In short, we should treat containers like cattle. Cows aren't raised for companionship but for food. They are kept in large groups and are managed as a cohort, not individually. They are bred following strategies optimized to obtain homogeneous groups of (almost?) clones. We give them care and attention to ensure their well-being. But their well-being is only a proxy for their productivity and our attention is constituted by automated management practices at scale instead of individual care. We don't call them by name but by number. We accept that they are replaced by a clone after they have lived their strictly controlled lifes.

Farmed, not gardened

Ok, so we should treat containers like cattle! But should be we treat cattle like cattle? I am not so sure. Some call the idea that cats and dogs are friends while cows and chickens are food speciesism. Whether an animal is food or not is an arbitrary human preference after all.

So how about a veggie alternative to cattle, not pets? I propose farmed, not gardened. Containers and servers should be farmed, not gardened!

Server farms have been a thing for ages (using Google Ngram I found the first usage of the term in 1978). But maybe our management of servers hasn't been true to the term up until the advent of containerization technology. Now it's finally time to stop gardening and start farming!

SUPPLIED MATERIAL ->
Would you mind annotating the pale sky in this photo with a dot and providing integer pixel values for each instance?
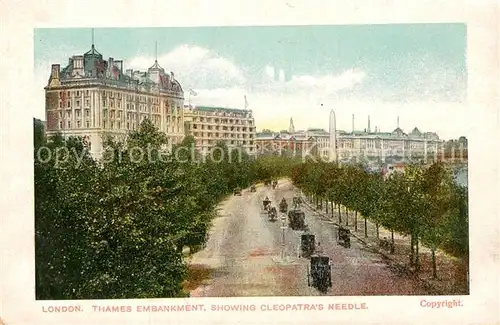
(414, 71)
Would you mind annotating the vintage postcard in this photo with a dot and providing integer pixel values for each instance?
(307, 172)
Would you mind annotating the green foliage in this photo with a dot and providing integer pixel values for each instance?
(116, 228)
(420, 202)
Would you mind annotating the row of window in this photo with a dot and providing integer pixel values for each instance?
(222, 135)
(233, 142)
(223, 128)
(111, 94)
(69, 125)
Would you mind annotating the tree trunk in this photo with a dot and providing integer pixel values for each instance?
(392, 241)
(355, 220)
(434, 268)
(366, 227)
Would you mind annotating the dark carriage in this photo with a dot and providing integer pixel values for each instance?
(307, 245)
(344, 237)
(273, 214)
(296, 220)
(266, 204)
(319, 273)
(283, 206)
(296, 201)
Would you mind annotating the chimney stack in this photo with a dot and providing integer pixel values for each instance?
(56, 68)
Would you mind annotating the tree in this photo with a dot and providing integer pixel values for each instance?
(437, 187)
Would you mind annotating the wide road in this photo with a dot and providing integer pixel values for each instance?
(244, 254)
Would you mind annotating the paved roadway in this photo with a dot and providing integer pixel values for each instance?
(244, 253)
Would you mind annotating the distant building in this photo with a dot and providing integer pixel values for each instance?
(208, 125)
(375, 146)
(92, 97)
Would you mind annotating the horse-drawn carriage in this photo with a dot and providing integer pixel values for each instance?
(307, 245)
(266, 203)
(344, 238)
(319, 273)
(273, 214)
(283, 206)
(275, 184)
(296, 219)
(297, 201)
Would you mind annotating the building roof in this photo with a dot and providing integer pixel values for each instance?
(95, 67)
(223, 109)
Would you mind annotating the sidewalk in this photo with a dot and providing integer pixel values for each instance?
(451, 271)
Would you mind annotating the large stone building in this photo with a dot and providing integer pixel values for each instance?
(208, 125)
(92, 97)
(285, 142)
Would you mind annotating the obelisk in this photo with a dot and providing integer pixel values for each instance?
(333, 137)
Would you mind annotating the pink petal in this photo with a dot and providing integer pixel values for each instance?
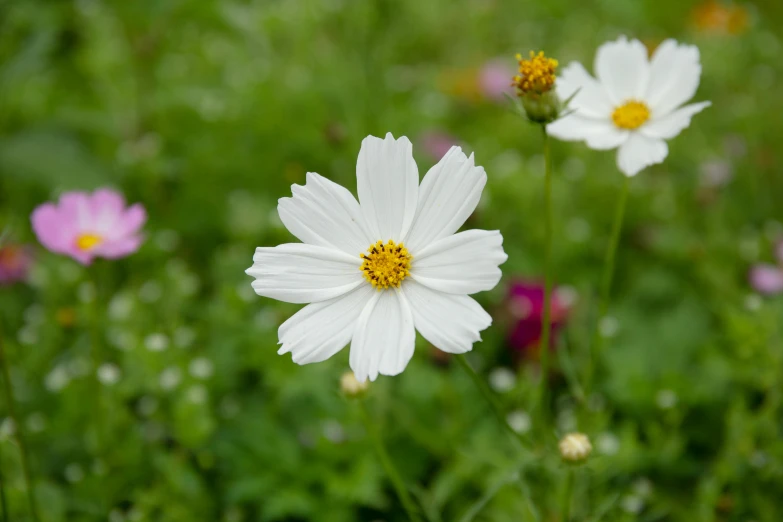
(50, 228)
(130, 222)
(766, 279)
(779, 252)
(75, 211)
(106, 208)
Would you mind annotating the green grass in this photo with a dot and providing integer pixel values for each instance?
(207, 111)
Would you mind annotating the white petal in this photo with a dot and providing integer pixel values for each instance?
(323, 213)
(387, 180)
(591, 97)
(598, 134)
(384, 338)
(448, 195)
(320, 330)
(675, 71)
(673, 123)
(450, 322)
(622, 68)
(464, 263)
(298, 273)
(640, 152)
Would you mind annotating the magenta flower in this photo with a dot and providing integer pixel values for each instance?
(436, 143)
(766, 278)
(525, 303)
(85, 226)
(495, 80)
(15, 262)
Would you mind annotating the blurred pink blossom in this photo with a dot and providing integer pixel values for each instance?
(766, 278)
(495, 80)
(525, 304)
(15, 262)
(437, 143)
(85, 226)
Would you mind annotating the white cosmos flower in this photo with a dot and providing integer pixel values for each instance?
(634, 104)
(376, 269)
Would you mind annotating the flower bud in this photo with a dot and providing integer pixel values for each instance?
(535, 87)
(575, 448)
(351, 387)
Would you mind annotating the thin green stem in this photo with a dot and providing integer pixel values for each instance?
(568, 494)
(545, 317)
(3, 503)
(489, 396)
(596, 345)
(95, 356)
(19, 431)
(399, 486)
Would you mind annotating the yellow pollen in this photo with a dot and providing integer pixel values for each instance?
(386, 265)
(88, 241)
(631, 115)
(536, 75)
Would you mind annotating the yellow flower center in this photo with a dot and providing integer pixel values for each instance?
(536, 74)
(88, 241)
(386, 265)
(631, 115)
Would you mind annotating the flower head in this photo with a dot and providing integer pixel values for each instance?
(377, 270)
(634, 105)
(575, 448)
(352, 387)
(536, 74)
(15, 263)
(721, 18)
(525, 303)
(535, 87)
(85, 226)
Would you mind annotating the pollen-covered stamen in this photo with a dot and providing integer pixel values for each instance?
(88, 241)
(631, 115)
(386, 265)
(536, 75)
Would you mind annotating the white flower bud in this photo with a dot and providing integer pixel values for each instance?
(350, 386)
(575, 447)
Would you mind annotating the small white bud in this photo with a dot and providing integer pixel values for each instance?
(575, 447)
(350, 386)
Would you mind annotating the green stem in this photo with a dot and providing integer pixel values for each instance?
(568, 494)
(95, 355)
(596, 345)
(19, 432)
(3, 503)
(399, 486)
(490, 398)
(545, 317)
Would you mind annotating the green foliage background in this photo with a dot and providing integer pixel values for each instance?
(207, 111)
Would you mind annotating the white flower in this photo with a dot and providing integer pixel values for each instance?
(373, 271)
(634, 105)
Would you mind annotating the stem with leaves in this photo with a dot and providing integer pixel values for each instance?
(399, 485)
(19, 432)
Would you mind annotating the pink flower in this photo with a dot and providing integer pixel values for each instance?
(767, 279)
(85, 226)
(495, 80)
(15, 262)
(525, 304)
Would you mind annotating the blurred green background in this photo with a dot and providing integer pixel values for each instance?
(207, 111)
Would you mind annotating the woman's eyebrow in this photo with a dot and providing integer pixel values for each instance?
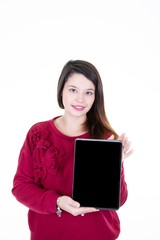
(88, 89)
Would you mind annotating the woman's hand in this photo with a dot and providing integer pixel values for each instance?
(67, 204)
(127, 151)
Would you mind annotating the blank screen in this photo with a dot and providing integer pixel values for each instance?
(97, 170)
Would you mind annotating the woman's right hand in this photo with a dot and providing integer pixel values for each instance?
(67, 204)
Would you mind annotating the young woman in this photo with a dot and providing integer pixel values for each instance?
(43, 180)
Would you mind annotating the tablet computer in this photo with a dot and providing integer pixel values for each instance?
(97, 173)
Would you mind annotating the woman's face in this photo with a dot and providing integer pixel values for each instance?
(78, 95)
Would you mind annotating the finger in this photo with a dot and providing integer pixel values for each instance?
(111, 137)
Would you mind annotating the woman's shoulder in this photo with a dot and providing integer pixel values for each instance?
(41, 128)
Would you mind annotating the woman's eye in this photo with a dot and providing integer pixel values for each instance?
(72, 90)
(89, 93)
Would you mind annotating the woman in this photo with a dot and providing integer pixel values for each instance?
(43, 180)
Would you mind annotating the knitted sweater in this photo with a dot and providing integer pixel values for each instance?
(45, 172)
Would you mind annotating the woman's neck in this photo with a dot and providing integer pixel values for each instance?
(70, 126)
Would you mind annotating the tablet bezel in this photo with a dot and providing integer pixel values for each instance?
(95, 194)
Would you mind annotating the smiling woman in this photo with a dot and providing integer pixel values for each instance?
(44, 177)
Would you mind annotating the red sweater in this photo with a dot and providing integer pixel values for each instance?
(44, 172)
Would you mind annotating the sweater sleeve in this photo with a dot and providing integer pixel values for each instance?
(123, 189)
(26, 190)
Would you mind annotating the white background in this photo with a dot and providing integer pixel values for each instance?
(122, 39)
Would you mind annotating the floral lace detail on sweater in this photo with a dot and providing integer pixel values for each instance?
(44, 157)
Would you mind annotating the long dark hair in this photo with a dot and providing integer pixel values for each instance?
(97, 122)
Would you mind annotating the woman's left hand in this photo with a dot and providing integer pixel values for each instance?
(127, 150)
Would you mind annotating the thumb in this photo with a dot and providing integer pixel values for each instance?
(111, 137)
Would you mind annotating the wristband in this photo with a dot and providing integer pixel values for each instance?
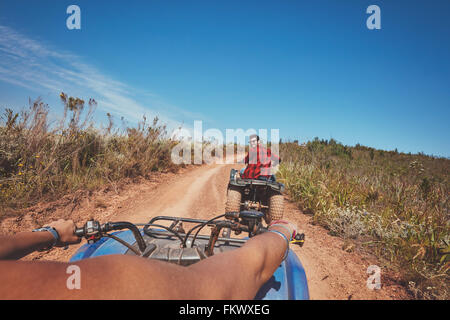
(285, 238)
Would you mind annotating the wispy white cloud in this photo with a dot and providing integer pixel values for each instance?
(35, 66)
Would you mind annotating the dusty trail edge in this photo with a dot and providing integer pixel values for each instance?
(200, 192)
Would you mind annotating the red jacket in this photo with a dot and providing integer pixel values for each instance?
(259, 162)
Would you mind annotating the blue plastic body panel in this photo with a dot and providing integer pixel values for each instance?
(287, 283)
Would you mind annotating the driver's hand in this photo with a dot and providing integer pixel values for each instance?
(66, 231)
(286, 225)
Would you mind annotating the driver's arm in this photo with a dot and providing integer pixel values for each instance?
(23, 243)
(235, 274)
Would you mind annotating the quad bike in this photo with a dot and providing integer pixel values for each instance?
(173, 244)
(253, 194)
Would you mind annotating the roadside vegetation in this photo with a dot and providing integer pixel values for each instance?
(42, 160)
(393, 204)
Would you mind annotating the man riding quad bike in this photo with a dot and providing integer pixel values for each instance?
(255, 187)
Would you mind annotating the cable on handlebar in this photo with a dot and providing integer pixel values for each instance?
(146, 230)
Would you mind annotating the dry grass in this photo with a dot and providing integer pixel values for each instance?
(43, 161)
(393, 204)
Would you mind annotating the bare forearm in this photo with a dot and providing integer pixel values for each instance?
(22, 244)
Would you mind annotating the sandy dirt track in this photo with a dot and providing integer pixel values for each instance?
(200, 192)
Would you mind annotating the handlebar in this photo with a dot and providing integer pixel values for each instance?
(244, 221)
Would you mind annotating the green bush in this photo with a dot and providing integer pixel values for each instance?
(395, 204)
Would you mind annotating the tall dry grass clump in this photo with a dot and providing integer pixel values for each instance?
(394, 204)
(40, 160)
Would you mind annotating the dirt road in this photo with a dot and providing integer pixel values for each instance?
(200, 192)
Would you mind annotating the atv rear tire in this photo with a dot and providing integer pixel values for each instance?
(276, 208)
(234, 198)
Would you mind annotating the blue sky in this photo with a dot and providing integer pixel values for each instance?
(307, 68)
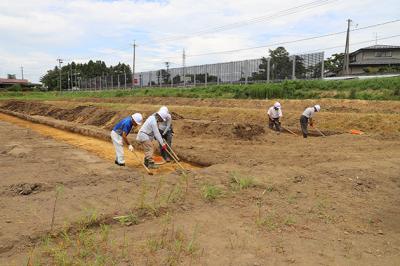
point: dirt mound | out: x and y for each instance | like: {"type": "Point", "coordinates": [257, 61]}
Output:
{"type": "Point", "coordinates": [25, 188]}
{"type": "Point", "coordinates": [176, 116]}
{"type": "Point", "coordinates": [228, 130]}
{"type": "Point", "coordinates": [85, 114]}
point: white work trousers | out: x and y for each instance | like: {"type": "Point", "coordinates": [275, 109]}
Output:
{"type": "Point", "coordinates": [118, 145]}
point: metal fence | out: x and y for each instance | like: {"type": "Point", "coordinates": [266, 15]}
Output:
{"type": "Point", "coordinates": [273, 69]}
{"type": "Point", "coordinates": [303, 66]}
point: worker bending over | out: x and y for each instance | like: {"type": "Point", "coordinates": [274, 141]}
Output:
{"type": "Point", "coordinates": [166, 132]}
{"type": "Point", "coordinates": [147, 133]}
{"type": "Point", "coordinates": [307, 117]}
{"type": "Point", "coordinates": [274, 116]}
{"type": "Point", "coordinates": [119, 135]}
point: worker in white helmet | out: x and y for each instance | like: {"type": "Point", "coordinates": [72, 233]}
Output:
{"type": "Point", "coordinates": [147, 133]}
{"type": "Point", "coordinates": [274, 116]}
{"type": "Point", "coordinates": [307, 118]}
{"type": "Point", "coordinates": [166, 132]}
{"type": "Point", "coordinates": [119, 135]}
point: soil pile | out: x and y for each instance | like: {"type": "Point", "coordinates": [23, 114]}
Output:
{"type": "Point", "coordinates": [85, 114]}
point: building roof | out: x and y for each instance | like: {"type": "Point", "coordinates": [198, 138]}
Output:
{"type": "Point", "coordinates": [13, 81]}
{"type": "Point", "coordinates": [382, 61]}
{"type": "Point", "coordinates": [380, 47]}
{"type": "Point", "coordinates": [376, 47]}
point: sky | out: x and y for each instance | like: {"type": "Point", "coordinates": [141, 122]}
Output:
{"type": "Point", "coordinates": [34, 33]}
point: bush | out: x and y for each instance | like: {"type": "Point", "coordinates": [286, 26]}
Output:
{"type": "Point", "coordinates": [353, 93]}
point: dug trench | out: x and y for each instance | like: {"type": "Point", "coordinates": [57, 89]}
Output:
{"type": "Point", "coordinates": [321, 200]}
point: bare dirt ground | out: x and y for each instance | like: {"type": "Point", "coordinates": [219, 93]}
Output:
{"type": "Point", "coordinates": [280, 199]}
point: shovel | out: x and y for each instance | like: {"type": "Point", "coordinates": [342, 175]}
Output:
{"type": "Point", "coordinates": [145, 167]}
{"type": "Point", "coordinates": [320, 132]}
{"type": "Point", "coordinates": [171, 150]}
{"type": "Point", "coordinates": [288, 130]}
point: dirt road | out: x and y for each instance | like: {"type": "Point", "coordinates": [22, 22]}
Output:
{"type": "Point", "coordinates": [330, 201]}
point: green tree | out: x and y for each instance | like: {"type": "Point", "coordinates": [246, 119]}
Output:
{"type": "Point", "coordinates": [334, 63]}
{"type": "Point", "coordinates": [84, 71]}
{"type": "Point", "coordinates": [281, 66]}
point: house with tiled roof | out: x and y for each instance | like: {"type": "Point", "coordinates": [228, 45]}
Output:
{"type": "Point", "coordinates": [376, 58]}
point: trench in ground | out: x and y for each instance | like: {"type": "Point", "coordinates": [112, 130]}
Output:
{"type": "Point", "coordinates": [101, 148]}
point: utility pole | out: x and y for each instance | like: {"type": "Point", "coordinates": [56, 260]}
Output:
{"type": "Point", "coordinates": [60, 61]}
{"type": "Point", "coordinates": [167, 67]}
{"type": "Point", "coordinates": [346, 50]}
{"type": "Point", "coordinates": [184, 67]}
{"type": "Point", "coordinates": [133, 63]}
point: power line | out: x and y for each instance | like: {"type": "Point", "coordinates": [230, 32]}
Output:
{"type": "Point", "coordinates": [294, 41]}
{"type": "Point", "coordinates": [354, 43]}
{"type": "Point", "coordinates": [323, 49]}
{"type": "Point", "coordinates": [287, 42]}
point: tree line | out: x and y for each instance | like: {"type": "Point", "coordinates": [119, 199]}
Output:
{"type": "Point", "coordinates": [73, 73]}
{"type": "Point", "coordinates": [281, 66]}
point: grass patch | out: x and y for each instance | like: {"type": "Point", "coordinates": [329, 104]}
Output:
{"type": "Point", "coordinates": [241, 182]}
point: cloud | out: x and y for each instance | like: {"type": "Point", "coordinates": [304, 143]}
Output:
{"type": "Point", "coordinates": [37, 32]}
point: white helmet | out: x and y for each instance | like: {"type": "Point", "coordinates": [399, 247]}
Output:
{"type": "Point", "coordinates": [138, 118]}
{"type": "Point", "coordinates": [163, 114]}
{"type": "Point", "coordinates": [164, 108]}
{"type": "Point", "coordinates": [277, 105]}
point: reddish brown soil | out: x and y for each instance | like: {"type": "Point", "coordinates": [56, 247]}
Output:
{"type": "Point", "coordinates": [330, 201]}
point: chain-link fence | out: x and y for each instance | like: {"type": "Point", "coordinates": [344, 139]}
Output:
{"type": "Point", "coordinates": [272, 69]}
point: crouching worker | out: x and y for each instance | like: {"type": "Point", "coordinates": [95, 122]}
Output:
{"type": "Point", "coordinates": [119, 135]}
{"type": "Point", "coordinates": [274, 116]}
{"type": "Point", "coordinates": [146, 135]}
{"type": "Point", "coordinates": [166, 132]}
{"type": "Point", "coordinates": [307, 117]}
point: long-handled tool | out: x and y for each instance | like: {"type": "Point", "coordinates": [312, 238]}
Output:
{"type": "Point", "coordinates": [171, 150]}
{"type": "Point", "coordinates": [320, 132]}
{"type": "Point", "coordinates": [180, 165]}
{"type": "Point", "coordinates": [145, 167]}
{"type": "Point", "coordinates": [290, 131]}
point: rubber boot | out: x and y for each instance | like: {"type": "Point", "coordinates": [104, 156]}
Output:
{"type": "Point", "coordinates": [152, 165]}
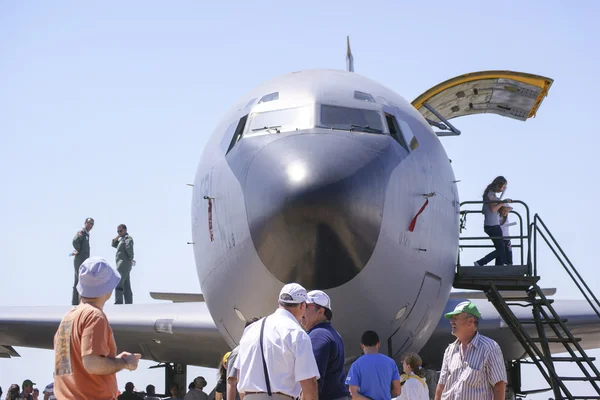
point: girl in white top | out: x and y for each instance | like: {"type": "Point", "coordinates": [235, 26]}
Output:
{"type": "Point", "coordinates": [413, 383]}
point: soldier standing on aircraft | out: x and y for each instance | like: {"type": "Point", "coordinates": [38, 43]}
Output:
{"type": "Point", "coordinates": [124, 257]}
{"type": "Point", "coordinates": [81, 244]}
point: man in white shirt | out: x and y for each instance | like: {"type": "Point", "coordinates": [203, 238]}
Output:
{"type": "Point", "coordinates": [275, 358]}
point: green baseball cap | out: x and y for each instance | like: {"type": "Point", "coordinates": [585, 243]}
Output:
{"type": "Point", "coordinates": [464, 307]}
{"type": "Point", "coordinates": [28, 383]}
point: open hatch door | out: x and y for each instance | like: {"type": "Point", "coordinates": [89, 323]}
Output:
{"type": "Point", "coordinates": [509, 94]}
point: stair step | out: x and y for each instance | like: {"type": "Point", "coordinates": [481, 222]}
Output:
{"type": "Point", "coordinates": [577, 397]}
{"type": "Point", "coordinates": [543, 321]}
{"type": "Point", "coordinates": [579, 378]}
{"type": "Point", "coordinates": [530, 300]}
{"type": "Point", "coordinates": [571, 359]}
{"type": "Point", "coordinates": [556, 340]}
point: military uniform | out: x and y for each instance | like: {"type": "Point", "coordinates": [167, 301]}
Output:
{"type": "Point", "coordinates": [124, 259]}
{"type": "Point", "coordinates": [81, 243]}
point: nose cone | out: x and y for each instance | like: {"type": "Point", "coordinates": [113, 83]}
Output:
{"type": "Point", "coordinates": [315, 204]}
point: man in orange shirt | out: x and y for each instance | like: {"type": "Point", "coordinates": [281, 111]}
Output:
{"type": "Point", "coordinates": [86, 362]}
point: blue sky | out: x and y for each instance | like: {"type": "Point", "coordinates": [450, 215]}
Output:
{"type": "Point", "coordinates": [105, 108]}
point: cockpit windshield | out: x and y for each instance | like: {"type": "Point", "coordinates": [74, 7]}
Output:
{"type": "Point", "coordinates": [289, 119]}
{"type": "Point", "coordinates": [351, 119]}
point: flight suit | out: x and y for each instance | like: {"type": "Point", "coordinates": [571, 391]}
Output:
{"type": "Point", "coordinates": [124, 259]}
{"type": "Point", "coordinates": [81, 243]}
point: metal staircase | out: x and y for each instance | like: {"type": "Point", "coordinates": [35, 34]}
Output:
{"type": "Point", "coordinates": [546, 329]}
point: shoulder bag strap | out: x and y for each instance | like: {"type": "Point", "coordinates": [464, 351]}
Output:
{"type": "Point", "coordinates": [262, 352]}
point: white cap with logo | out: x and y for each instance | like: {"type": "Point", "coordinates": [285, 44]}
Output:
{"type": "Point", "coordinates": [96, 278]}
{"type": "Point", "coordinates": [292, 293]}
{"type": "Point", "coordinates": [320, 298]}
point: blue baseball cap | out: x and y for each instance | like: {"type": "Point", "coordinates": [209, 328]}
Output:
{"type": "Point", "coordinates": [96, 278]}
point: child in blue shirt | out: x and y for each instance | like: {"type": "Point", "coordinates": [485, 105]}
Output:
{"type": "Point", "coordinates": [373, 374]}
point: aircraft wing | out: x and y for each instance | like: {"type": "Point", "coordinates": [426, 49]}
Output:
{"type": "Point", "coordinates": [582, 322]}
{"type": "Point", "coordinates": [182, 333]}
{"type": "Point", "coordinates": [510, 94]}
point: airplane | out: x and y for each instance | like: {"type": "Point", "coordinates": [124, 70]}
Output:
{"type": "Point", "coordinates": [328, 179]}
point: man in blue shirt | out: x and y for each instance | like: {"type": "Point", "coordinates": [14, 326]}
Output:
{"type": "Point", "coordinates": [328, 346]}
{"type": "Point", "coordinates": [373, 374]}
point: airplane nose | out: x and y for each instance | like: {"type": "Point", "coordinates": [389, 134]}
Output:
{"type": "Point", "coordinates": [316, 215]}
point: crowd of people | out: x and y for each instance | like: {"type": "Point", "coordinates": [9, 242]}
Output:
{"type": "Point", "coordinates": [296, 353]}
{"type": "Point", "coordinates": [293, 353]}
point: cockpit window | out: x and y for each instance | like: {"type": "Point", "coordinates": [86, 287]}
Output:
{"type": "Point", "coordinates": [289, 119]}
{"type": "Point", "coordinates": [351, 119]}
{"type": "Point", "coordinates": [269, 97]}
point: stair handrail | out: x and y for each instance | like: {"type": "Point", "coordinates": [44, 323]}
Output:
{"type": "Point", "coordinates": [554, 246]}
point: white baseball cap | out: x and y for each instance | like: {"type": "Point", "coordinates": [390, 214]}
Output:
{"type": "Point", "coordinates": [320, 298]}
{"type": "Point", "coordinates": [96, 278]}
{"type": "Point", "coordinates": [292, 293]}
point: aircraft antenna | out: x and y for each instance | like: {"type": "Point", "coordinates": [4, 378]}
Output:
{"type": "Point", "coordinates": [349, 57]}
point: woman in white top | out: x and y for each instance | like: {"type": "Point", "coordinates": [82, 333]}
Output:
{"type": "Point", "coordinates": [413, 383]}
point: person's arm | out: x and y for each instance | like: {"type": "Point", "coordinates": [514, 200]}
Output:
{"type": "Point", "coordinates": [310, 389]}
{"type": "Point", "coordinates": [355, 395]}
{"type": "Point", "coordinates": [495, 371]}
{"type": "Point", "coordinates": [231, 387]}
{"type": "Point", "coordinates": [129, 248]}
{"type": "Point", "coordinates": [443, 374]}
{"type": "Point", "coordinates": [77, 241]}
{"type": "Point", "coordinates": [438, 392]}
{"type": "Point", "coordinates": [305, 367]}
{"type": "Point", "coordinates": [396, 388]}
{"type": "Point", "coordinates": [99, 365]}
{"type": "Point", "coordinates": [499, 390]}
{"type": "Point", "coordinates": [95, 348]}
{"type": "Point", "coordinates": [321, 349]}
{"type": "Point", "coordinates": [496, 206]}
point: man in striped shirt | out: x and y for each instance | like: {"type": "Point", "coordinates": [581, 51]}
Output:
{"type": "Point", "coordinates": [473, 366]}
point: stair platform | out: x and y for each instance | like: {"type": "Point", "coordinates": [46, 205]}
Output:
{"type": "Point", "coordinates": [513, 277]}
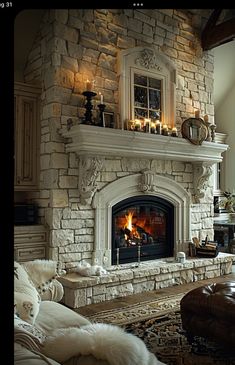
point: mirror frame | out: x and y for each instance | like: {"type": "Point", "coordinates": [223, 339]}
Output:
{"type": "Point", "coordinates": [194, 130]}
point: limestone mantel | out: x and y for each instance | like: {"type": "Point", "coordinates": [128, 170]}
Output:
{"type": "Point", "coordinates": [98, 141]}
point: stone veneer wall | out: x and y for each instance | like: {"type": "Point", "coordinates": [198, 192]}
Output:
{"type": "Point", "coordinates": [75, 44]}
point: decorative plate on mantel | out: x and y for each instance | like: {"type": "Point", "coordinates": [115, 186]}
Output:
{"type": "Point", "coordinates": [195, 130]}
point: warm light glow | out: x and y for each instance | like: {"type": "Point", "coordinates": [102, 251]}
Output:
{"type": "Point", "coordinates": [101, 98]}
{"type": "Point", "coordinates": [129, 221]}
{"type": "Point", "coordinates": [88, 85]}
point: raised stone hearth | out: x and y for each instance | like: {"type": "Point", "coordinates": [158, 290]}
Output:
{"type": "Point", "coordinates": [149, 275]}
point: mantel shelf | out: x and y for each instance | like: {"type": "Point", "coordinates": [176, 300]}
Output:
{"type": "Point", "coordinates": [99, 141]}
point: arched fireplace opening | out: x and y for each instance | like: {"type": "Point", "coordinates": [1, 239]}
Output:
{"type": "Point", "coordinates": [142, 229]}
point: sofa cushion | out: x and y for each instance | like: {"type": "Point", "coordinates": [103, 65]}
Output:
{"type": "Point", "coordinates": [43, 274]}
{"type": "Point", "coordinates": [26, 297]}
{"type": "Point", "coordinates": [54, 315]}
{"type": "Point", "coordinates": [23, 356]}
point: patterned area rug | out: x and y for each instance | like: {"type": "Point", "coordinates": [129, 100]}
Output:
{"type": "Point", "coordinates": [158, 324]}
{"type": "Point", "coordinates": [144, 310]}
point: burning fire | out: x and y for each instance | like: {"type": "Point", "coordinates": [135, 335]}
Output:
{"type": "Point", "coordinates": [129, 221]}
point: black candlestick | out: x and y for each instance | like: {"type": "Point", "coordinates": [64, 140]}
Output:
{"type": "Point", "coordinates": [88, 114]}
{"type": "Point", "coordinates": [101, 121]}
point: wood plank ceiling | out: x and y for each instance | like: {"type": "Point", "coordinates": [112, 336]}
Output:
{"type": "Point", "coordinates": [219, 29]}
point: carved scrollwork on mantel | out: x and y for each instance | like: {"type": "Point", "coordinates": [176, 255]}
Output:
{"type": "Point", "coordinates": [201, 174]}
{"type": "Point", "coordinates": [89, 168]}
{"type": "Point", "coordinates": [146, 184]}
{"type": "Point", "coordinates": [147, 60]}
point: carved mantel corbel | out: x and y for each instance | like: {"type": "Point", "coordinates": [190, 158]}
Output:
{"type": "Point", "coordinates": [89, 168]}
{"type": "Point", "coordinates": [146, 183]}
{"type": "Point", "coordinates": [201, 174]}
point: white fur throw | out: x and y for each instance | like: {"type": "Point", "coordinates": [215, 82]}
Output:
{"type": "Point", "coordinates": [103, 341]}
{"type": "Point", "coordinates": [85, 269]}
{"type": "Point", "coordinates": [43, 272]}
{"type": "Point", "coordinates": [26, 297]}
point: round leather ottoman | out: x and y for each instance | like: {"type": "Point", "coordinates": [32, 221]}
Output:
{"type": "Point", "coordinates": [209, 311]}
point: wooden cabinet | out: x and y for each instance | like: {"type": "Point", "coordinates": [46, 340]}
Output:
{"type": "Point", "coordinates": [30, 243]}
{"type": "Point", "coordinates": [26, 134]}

SET OF TASKS ->
1 - How many lines of the listing contain the string "foliage"? Give only the number.
2 - Write what follows the last sentence of the essay on farming containers.
The listing has no connection to the essay on farming containers.

RESPONSES FOR EACH TASK ->
1 - 2

2 -
I am not a farmer but from personal experience I can confidently say that gardening and farming are two completely separate activities. Sure, both involve growing plants. But one is a hobby for personal enjoyment while the other is a profession that aims to produce food at scale. And yes, I feel emotionally attached to those carrots on my balcony that my kids and I have taken care of for months. They are so few, I might even give them names and grieve a little bit when it's time to cut them for a salad.

Maybe I should appreciate those carrots from a 99 cents per kg bag at Aldi the same way, but I don't. What I can appreciate, however, is the enormous amount of technology and automation required to make those 99 cents bags a reality. Heck, nowadays farming boasts deep learning and autonomous laser robots!

So for me, the analogy in farmed, not gardened still holds while being free of animal suffering. Happy farming!